» **Challenge**:
Copy the license agreement below word for word, from start to finish.

» **Text**:
- - -

Terms and Conditions

GENERAL TERMS AND CONDITIONS – SOFTWARE LICENSE AGREEMENT

1. Definitions

1.1 Definitions shall, irrespectively of whether used in singular or plural, in definite or indefinite form, have the defined meaning as set out below in this Section 1 when used with a capital initial letter.
1.2 “Documentation” means any and all user manuals and other standard written materials related to the Software.
1.3 “Instance” means a copy of the Software.
1.4 “License Agreement” means these general terms and conditions and software license agreement.
1.5 “Licensee” means the natural person or a legal entity that has purchased the license to the Software or otherwise uses the license to the Software in accordance with this License Agreement.
1.6 “License Fee” means the annual fee(s) to be paid by the Licensee for the use of the Software in accordance with this License Agreement or the relevant distribution channel, which currently is
USD 599 per year.
1.7 “Licensor” means LiveFrameEdit AB.
1.8 “Section” means a section of this License Agreement.
1.9 “Software” means the software Framectrl.

2. License Agreement

2.1 This License Agreement is a legal agreement between Licensee (either a natural person or a legal entity) and Licensor for the Software and includes the electronic and/or Documentation that was delivered with the Software.
2.2 By installing, attempting to copy or otherwise using the Software, Licensee agrees to be bound by the terms of this License Agreement.
2.3 If Licensee does not agree to the terms and conditions of this License Agreement, the Software shall be returned to Licensor for a full refund.

3. License

3.1 Subject to Licensee’s compliance with the terms and conditions of this License Agreement and timely payment of the License Fee, Licensor grants Licensee a perpetual, non-exclusive, non-transferable right to use, copy and distribute the Software for Licensee’s internal use and in the products of the Licensee on the terms and conditions set out in this License Agreement. If the License Agreement is terminated, the license to use the Software will cease in accordance with Section 13.2.

- - -

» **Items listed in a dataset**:
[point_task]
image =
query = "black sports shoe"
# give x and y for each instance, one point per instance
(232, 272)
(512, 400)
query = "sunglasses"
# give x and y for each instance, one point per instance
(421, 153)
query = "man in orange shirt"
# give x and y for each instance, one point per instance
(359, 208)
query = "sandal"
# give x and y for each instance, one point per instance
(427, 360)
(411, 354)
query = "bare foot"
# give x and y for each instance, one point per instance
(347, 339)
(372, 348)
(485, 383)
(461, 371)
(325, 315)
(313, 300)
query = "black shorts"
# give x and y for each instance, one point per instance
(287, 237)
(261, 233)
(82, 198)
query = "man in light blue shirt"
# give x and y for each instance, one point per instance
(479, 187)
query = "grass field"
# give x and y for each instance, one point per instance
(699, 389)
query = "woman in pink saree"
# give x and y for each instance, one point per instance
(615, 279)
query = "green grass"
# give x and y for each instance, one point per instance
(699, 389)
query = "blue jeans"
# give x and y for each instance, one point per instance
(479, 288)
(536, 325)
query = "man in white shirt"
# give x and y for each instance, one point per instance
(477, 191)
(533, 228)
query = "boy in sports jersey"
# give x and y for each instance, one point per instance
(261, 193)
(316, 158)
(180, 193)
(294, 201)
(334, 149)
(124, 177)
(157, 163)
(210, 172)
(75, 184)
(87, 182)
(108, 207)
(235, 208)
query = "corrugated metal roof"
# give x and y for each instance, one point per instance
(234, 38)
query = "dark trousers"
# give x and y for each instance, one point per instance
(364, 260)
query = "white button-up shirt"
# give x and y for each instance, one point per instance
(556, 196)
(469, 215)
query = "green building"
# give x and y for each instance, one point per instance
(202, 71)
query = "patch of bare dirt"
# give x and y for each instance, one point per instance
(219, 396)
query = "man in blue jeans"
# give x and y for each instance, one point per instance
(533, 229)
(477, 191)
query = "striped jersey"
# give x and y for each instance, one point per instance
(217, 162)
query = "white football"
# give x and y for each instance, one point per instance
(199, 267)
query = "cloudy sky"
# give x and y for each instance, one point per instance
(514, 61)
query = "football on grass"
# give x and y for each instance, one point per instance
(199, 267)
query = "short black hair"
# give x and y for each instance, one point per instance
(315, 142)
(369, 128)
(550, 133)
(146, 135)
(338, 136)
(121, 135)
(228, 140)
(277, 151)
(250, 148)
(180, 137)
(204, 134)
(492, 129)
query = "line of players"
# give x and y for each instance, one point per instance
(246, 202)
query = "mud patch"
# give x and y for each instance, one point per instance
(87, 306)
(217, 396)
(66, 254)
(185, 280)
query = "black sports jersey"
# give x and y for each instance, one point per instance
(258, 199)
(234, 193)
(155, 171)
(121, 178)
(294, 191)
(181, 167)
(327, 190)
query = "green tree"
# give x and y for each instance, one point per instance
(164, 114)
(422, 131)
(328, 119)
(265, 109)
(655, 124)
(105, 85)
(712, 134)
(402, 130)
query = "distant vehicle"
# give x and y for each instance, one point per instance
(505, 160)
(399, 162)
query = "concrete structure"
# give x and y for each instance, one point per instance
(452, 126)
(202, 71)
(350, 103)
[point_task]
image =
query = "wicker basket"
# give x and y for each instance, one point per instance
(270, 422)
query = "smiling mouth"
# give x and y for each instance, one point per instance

- - -

» **Result for this task**:
Terms and Conditions

GENERAL TERMS AND CONDITIONS – SOFTWARE LICENSE AGREEMENT

1. Definitions

1.1 Definitions shall, irrespectively of whether used in singular or plural, in definite or indefinite form, have the defined meaning as set out below in this Section 1 when used with a capital initial letter.
1.2 “Documentation” means any and all user manuals and other standard written materials related to the Software.
1.3 “Instance” means a copy of the Software.
1.4 “License Agreement” means these general terms and conditions and software license agreement.
1.5 “Licensee” means the natural person or a legal entity that has purchased the license to the Software or otherwise uses the license to the Software in accordance with this License Agreement.
1.6 “License Fee” means the annual fee(s) to be paid by the Licensee for the use of the Software in accordance with this License Agreement or the relevant distribution channel, which currently is
USD 599 per year.
1.7 “Licensor” means LiveFrameEdit AB.
1.8 “Section” means a section of this License Agreement.
1.9 “Software” means the software Framectrl.

2. License Agreement

2.1 This License Agreement is a legal agreement between Licensee (either a natural person or a legal entity) and Licensor for the Software and includes the electronic and/or Documentation that was delivered with the Software.
2.2 By installing, attempting to copy or otherwise using the Software, Licensee agrees to be bound by the terms of this License Agreement.
2.3 If Licensee does not agree to the terms and conditions of this License Agreement, the Software shall be returned to Licensor for a full refund.

3. License

3.1 Subject to Licensee’s compliance with the terms and conditions of this License Agreement and timely payment of the License Fee, Licensor grants Licensee a perpetual, non-exclusive, non-transferable right to use, copy and distribute the Software for Licensee’s internal use and in the products of the Licensee on the terms and conditions set out in this License Agreement. If the License Agreement is terminated, the license to use the Software will cease in accordance with Section 13.2.